_Records_

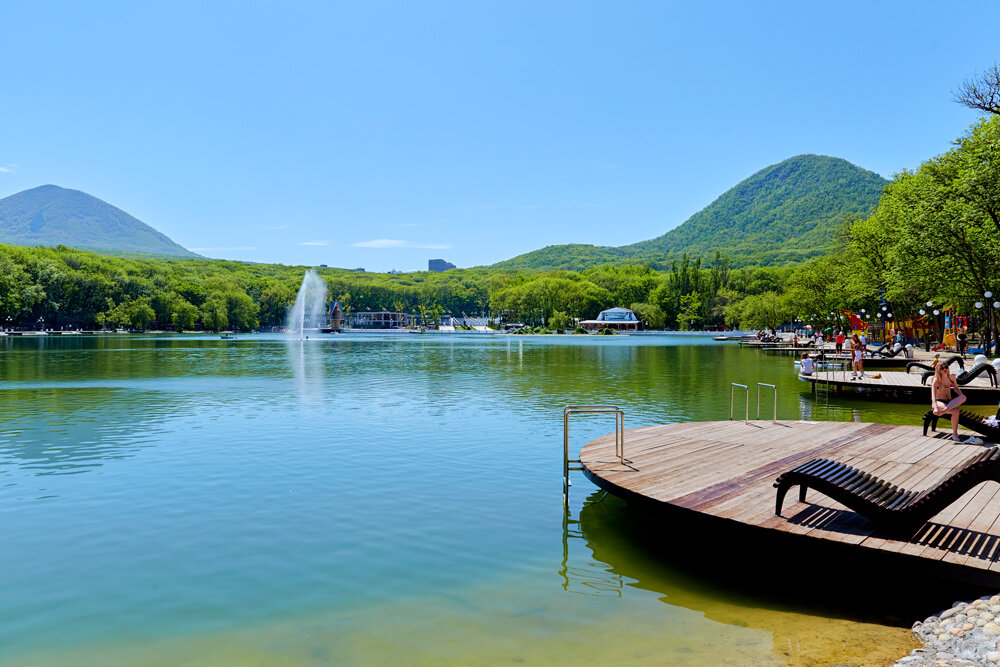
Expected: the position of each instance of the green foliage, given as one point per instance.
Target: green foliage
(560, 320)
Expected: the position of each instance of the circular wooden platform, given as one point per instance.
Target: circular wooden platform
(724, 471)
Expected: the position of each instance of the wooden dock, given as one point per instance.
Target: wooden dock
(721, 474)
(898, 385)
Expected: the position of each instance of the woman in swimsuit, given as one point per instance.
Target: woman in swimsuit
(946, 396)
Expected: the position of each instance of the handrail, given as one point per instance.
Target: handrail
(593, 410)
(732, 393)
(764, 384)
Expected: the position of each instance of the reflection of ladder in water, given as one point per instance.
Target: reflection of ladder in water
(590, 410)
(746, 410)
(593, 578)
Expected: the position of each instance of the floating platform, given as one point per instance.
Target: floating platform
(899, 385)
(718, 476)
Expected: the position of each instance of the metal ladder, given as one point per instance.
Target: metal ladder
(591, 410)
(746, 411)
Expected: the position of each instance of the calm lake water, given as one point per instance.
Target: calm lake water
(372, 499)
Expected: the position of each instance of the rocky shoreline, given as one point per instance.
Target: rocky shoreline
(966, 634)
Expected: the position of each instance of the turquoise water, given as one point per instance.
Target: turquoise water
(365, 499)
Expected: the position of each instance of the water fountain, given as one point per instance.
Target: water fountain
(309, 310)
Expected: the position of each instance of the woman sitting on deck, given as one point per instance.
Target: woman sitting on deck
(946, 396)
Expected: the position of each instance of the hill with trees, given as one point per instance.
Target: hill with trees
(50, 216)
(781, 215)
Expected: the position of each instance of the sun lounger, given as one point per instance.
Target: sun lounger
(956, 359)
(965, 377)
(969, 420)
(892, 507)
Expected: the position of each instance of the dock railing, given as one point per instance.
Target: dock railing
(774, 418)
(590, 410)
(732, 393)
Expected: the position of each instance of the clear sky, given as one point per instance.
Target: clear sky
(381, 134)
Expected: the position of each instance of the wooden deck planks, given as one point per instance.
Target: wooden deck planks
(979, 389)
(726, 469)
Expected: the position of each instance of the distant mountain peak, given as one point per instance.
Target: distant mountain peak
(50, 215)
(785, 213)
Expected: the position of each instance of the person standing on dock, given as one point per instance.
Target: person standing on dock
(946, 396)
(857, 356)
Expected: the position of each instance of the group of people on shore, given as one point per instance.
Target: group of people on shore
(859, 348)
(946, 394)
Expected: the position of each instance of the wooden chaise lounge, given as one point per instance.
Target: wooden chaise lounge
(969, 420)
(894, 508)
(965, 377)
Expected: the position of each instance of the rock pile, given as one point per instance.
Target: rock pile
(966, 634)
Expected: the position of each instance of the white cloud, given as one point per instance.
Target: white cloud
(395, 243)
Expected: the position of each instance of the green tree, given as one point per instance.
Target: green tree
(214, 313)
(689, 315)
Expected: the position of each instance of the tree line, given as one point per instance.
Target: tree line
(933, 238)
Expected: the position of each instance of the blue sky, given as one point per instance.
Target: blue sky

_Work order_
Your answer must be an exact copy of the data above, minus its pictures.

_Solution for this exercise_
Expected: the position of each instance of the green foliage, given as one point per instance.
Target: green foliage
(560, 320)
Expected: the position of each instance of the circular wooden platform, given as one point per instance.
Target: circular wooden platform
(724, 471)
Expected: the position of each instance of the wooden dock, given as one point per instance.
Target: wooden dock
(721, 474)
(898, 385)
Expected: the position of each instance of the woman in swimsuit, given as one point per instance.
Target: woman in swimsuit
(946, 396)
Expected: the position of each instance of the handrail, given as one point per instance.
Target: handrail
(593, 410)
(732, 393)
(764, 384)
Expected: the position of each instance of the reflection of ladder in water, given as one point per instance.
Target: reflection of ladder in water
(590, 410)
(746, 410)
(593, 578)
Expected: the position of each instance of the floating platform, given as one point per instance.
Target: floating platform
(899, 385)
(718, 476)
Expected: the position of each instance of the metal ladder, given as one point per instance.
Target: metal ladder
(591, 410)
(746, 411)
Expected: the position of each instance of the calm lake water, given as one point per instance.
Target: calm lake water
(372, 499)
Expected: the position of each instance of the rocky shoreline, given as one point per instance.
Target: rocky shoreline
(966, 634)
Expected: the position of each instance of the turquoise water, given as one point per instance.
Target: turquoise water
(365, 499)
Expected: the position of each instance of the water fountain, given as one point per instance.
Target: water fountain
(309, 310)
Expected: the position of each instance of the woman sitting on deck, given as one point per instance.
Target: woman sitting on deck
(946, 396)
Expected: the position of each instance of the hill with trees, given as one point per instance.
Target: hill with trees
(50, 216)
(781, 215)
Expected: the position of each instance of the sun lounger, given as one point per instance.
Target: sun lounger
(956, 359)
(965, 377)
(969, 420)
(892, 507)
Expected: the position of each instance of the dock railing, given as one point per instance.
Target: dock railing
(774, 418)
(590, 410)
(732, 393)
Expected: the position of each instance of the clear sky, given as one point per instance.
Target: clear sky
(381, 134)
Expected: the position of each instance of the wooden deck planks, given as one point per instance.
Target: wooden deck planks
(979, 389)
(726, 469)
Expected: the position of each instance of the distant mountain peak, given as one point per instance.
Target: distant mountain peak
(50, 215)
(785, 213)
Expected: the position of each instance of the person standing on dock, given as one point per instance.
Target: person standing on dock
(946, 396)
(857, 356)
Expected: the position of each instance of the group of people on shore, given as one point per instance.
Target: group of people on shore
(859, 348)
(946, 394)
Expected: the position of each instance of the wooden chaise lounge, given as one point per instance.
Target: wooden chaise lounge
(969, 420)
(894, 508)
(965, 377)
Expected: the position of each instance of the rock pile, given as one point per instance.
Target: rock pile
(966, 634)
Expected: the position of each instance of the white cloud, given as one point per instance.
Target: white cloud
(395, 243)
Expected: the position of each instance of the green tree, given as one point per instance.
Target: green tree
(214, 313)
(689, 315)
Expected: the position of each instance of the tree line, given as one point per instance.
Target: tree line
(933, 238)
Expected: the position of each instance of the blue sky, given as one point per instance.
Target: blue sky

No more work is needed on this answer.